▶ Short exercise:
Change every "in this frame" to "in this picture" in the records below and give them again, with the rest unchanged and the pictures left out.

Dataset excerpt
************

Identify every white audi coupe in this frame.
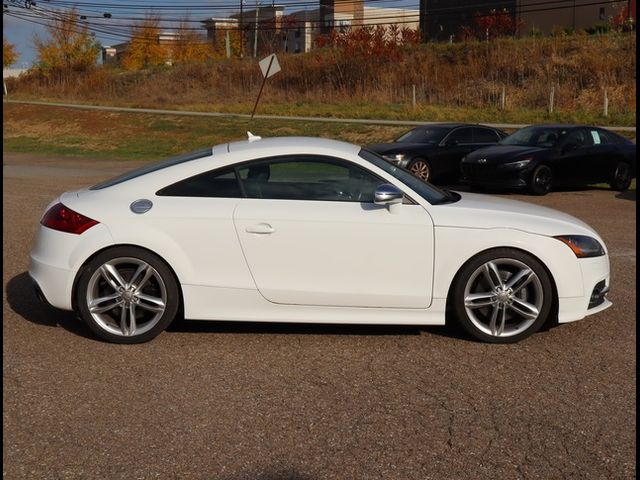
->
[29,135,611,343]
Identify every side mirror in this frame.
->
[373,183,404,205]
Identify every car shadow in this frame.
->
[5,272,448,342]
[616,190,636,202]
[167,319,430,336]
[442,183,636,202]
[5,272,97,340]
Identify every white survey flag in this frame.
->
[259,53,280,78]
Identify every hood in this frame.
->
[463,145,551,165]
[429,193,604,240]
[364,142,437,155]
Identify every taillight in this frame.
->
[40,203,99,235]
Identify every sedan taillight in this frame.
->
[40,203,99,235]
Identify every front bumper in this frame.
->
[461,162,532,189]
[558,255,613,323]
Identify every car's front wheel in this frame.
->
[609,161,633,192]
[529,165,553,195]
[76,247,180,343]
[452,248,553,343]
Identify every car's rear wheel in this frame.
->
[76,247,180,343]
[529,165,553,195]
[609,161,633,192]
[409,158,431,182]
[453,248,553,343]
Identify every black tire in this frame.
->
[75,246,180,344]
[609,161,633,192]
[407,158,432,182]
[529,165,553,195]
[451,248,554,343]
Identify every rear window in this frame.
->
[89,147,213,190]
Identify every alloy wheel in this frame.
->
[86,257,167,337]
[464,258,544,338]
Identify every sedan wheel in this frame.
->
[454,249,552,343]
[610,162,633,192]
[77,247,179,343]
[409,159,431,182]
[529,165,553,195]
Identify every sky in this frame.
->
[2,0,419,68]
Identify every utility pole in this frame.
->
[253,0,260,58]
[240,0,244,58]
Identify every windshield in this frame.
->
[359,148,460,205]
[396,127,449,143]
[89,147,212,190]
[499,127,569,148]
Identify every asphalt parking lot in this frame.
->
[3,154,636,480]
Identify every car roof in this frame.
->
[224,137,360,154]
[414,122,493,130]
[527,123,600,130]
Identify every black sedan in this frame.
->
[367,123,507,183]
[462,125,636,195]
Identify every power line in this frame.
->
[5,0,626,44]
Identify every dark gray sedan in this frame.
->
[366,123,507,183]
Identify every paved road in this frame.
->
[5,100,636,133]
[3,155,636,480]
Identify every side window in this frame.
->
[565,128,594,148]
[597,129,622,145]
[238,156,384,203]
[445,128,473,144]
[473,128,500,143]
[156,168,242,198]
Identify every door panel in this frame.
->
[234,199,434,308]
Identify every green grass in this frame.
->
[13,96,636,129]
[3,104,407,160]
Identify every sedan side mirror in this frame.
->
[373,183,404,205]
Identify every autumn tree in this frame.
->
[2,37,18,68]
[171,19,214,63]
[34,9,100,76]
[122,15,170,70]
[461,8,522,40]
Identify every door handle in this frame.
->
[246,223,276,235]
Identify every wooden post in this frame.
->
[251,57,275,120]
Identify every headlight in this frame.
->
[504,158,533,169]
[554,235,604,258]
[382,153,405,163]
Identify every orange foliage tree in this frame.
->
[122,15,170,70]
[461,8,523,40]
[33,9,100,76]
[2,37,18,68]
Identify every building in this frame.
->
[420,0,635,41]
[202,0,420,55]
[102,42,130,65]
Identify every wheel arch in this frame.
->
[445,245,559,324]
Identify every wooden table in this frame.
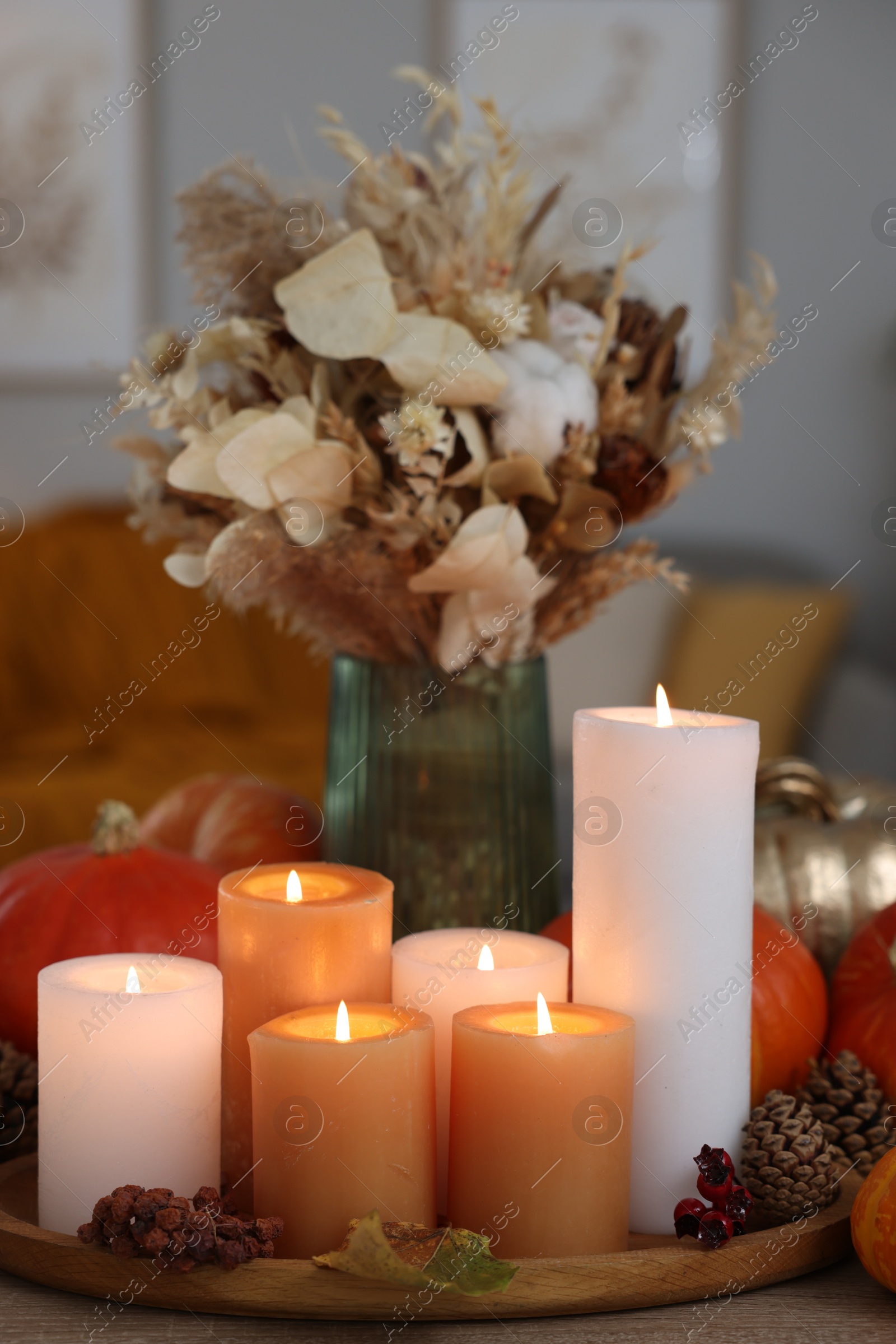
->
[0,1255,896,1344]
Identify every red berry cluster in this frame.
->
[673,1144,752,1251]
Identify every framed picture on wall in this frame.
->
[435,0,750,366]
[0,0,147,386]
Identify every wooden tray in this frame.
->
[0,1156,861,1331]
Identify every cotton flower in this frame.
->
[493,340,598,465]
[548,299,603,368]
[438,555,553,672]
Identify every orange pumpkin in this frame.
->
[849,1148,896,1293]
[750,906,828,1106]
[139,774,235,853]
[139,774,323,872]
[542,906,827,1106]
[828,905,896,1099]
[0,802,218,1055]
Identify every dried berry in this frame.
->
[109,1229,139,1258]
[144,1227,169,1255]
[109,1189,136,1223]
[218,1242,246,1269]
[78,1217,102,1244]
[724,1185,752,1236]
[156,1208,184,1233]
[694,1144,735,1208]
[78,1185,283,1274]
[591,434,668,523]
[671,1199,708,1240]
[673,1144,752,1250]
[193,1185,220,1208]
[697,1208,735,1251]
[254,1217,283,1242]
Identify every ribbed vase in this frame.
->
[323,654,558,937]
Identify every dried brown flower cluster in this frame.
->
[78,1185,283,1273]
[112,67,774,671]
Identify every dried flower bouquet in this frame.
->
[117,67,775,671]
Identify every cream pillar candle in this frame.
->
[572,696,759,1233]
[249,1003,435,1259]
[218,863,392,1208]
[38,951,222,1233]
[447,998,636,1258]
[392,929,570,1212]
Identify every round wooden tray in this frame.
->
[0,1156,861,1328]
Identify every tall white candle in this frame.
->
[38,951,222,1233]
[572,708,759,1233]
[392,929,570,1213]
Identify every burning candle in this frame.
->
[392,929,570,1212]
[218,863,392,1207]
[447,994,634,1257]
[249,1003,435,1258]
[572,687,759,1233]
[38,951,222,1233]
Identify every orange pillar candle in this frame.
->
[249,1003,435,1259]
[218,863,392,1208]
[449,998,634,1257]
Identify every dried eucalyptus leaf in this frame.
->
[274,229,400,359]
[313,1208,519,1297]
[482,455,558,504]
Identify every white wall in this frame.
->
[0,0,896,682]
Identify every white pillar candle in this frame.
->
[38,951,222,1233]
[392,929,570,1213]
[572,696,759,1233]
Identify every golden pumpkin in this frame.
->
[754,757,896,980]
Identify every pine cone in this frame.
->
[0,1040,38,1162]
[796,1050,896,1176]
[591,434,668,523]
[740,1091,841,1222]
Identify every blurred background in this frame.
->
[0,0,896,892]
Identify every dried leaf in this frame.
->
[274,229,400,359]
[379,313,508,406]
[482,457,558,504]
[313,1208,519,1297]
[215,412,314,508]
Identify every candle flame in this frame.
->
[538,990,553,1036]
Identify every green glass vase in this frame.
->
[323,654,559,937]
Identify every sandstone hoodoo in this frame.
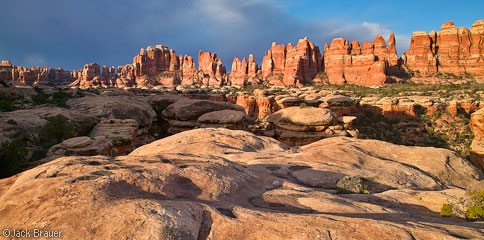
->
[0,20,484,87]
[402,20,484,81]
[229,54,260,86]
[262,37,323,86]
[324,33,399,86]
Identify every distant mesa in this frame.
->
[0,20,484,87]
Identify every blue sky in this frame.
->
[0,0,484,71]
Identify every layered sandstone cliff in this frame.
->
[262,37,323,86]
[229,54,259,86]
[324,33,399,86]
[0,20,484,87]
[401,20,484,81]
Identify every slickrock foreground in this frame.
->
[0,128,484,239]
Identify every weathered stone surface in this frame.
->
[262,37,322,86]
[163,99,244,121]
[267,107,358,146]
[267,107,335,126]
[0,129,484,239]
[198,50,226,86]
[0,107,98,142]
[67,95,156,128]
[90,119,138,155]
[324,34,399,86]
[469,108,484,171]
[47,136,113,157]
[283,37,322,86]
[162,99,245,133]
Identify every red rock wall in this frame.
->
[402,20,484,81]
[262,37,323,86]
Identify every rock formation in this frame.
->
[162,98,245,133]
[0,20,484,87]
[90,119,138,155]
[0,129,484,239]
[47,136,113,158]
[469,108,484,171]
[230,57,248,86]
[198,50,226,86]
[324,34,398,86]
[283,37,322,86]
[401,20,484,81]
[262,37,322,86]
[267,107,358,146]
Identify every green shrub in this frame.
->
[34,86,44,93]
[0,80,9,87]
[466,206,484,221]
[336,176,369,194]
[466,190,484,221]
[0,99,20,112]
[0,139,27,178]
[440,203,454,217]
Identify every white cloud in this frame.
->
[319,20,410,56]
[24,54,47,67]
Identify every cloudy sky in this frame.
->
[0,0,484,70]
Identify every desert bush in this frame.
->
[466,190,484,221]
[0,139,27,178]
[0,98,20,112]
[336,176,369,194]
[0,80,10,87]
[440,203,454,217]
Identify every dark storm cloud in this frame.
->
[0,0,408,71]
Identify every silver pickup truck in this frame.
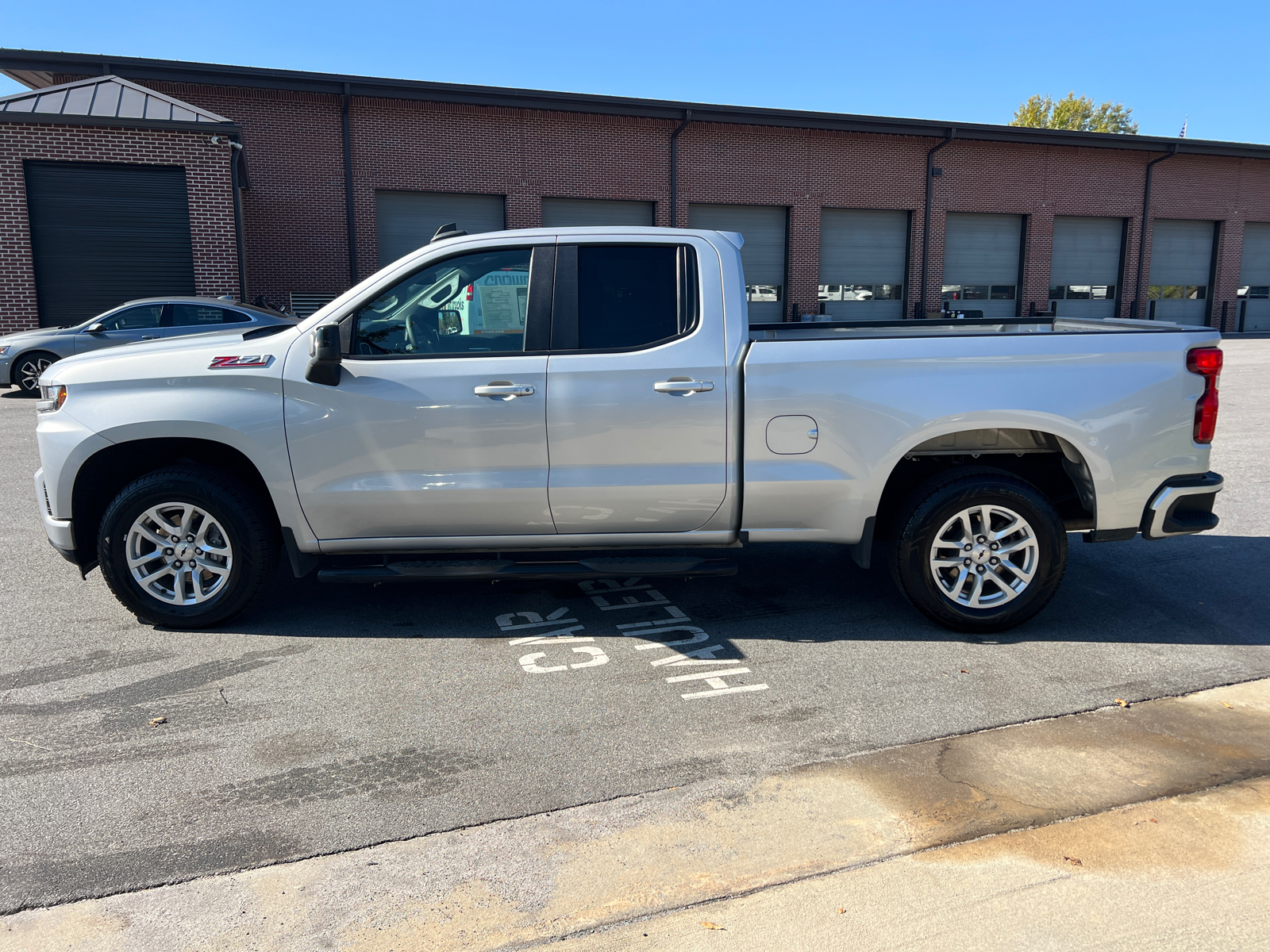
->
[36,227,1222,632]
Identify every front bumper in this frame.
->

************

▶ Answer to the problem:
Identify every white audi coupe in this picture.
->
[29,135,611,343]
Identify every side mirror in this picture.
->
[373,183,404,205]
Identify every car shadow in this picture.
->
[5,272,448,342]
[616,190,636,202]
[167,319,430,336]
[442,183,636,202]
[5,272,97,340]
Identify every white survey flag in this picture.
->
[259,53,280,78]
Identify every hood in this picture.
->
[463,145,551,165]
[429,193,604,240]
[364,142,437,155]
Identify every taillight in this picture.
->
[40,203,99,235]
Identify every sedan taillight in this picture.
->
[40,203,99,235]
Identify every front bumper in this picture.
->
[461,162,532,189]
[558,255,613,323]
Identify every car's front wheel in this picture.
->
[609,161,633,192]
[529,165,553,195]
[76,247,180,343]
[452,248,553,343]
Identify every car's rear wheel in this picture.
->
[76,247,180,343]
[529,165,553,195]
[609,161,633,192]
[409,158,431,182]
[453,248,553,343]
Identify every black tire in this picture.
->
[75,246,180,344]
[609,161,633,192]
[407,158,432,182]
[529,165,553,195]
[451,248,554,343]
Identify every rear window in this picture.
->
[89,147,213,190]
Identify every alloy wheel in this picture.
->
[86,257,167,337]
[464,258,544,338]
Identify every sedan wheel in this picture.
->
[454,249,552,343]
[610,162,633,192]
[77,247,179,343]
[409,159,431,182]
[529,165,553,195]
Identify every sky in this picture.
->
[2,0,419,68]
Identify every utility pole in this picture.
->
[253,0,260,58]
[240,0,244,58]
Identify every windshield in this picture.
->
[359,148,460,205]
[396,127,449,143]
[89,147,212,190]
[499,127,569,148]
Identify every asphalt parking lot in this picture.
->
[3,154,636,480]
Identify every car roof in this picture.
->
[224,137,360,154]
[414,122,493,130]
[527,123,600,130]
Identify every black sedan in this picture.
->
[367,123,507,183]
[462,125,636,195]
Identify every power line in this picture.
->
[5,0,626,44]
Identify every dark gray sedan in this picture.
->
[366,123,507,183]
Identify every paved road in this picture.
->
[5,100,636,133]
[3,155,636,480]
Identify every side window in this picture.
->
[565,128,594,148]
[597,129,622,145]
[238,156,384,203]
[445,128,473,144]
[473,128,500,143]
[156,168,242,198]
Identify every door panel in this picture.
->
[234,199,434,308]
Identify every green grass in this picture.
->
[13,96,636,129]
[3,104,407,160]
Identify every sedan side mirror in this picture.
->
[373,183,404,205]
Identify every autumn tree in this picture.
->
[2,37,18,68]
[171,19,214,63]
[34,9,100,76]
[122,15,170,70]
[461,8,522,40]
Identify every door handle in this picture.
->
[246,223,276,235]
Identify every wooden post in this picture.
->
[251,57,275,120]
Identify every headlight in this picture.
->
[504,158,533,169]
[554,235,604,258]
[382,153,405,163]
Identify every orange foliage tree in this picture.
->
[122,15,170,70]
[461,8,523,40]
[33,9,100,76]
[2,37,18,68]
Identify every building in this picture.
->
[420,0,635,41]
[202,0,420,55]
[102,42,130,65]
Identify every wheel arch in this picture.
->
[445,245,559,324]
Identify every wooden table in this picture.
->
[0,1255,896,1344]
Identify every red berry cluster in this picture.
->
[673,1144,752,1251]
Identify every framed picture on wall in this picture.
->
[435,0,750,366]
[0,0,147,386]
Identify every wooden tray in this picture.
->
[0,1156,861,1331]
Identify every cotton flower in this picture.
->
[493,340,598,465]
[548,299,603,368]
[438,555,553,672]
Identify every orange pumpkin in this picture.
->
[849,1148,896,1293]
[750,906,828,1106]
[139,774,235,853]
[139,774,323,872]
[542,906,827,1106]
[828,905,896,1099]
[0,802,218,1055]
Identify every dried berry in this picture.
->
[109,1229,139,1258]
[144,1227,169,1255]
[109,1189,136,1223]
[218,1242,246,1269]
[78,1217,102,1244]
[724,1185,752,1236]
[156,1208,184,1233]
[694,1144,735,1208]
[78,1185,283,1274]
[591,434,668,523]
[671,1199,708,1240]
[673,1144,752,1250]
[193,1185,220,1208]
[697,1208,735,1251]
[254,1217,283,1242]
Identify every ribbed vase in this picture.
->
[323,654,558,937]
Identify every dried brown flower cluster in this picture.
->
[78,1185,283,1273]
[112,67,774,671]
Identify every dried flower bouquet in this picture.
->
[117,67,775,671]
Identify every cream pillar candle in this picture.
->
[572,696,759,1233]
[249,1003,435,1259]
[218,863,392,1208]
[38,951,222,1233]
[447,998,636,1258]
[392,929,570,1212]
Identify every round wooden tray in this picture.
->
[0,1156,861,1328]
Identify every tall white candle in this picture.
->
[38,951,222,1233]
[572,708,759,1233]
[392,929,570,1213]
Identify every burning candle in this picture.
->
[392,929,570,1212]
[218,863,392,1207]
[447,994,634,1257]
[249,1003,435,1258]
[572,687,759,1233]
[38,951,222,1233]
Identify every orange pillar candle in this picture.
->
[249,1003,435,1259]
[218,863,392,1208]
[449,998,634,1257]
Identify every dried eucalyptus leaf in this picture.
->
[274,229,400,359]
[313,1208,519,1297]
[482,455,558,504]
Identify every white wall in this picture.
->
[0,0,896,682]
Identify every white pillar candle in this picture.
->
[38,951,222,1233]
[392,929,570,1213]
[572,696,759,1233]
Identify every golden pumpkin in this picture.
->
[754,757,896,980]
Identify every pine cone in this picture.
->
[0,1040,38,1162]
[796,1050,896,1176]
[591,434,668,523]
[740,1091,841,1222]
Identify every blurred background in this picture.
->
[0,0,896,892]
Identify every dried leaf in this picture.
->
[274,229,400,359]
[379,313,508,406]
[482,457,558,504]
[313,1208,519,1297]
[215,412,314,508]
Identify every candle flame in this picture.
->
[538,990,553,1036]
Identify every green glass vase in this picture.
->
[323,654,559,937]
Identify every sandstone hoodoo in this picture.
->
[0,20,484,87]
[402,20,484,81]
[229,54,260,86]
[262,37,323,86]
[324,33,399,86]
Identify every distant mesa in this picture.
->
[0,20,484,87]
Identify every blue sky in this picture.
->
[0,0,484,71]
Identify every layered sandstone cliff in this picture.
->
[262,37,323,86]
[229,54,259,86]
[324,33,399,86]
[0,20,484,87]
[401,20,484,81]
Identify every slickrock foreground in this picture.
->
[0,128,484,239]
Identify every weathered stone surface in this picture.
->
[262,37,322,86]
[163,99,244,121]
[267,107,358,146]
[267,107,335,126]
[0,129,484,239]
[198,50,226,86]
[0,107,98,142]
[67,95,156,128]
[90,119,138,155]
[324,34,399,86]
[469,108,484,171]
[47,136,113,157]
[283,37,322,86]
[162,99,245,133]
Identify every red rock wall in this picture.
->
[402,20,484,81]
[262,37,323,86]
Identify every rock formation in this picture.
->
[162,98,245,133]
[0,20,484,87]
[90,119,138,155]
[0,129,484,239]
[47,136,113,158]
[469,108,484,171]
[230,57,248,86]
[198,50,226,86]
[324,34,398,86]
[283,37,322,86]
[401,20,484,81]
[262,37,322,86]
[267,107,358,146]
Identify every green shrub in this picture.
->
[34,86,44,93]
[0,80,9,87]
[466,206,484,221]
[336,176,369,194]
[466,190,484,221]
[0,99,20,112]
[0,139,27,178]
[440,203,454,217]
Identify every white cloud in this picture.
->
[319,20,410,56]
[24,54,47,67]
Identify every cloudy sky in this picture.
->
[0,0,484,70]
Identify every desert bush in this picture.
->
[466,190,484,221]
[0,139,27,178]
[0,98,20,112]
[336,176,369,194]
[0,80,10,87]
[440,203,454,217]
Identify every dark storm cloud in this picture.
->
[0,0,408,71]
Identify every silver pickup truck in this picture.
->
[36,227,1222,632]
Identify every front bumper in this picture.
->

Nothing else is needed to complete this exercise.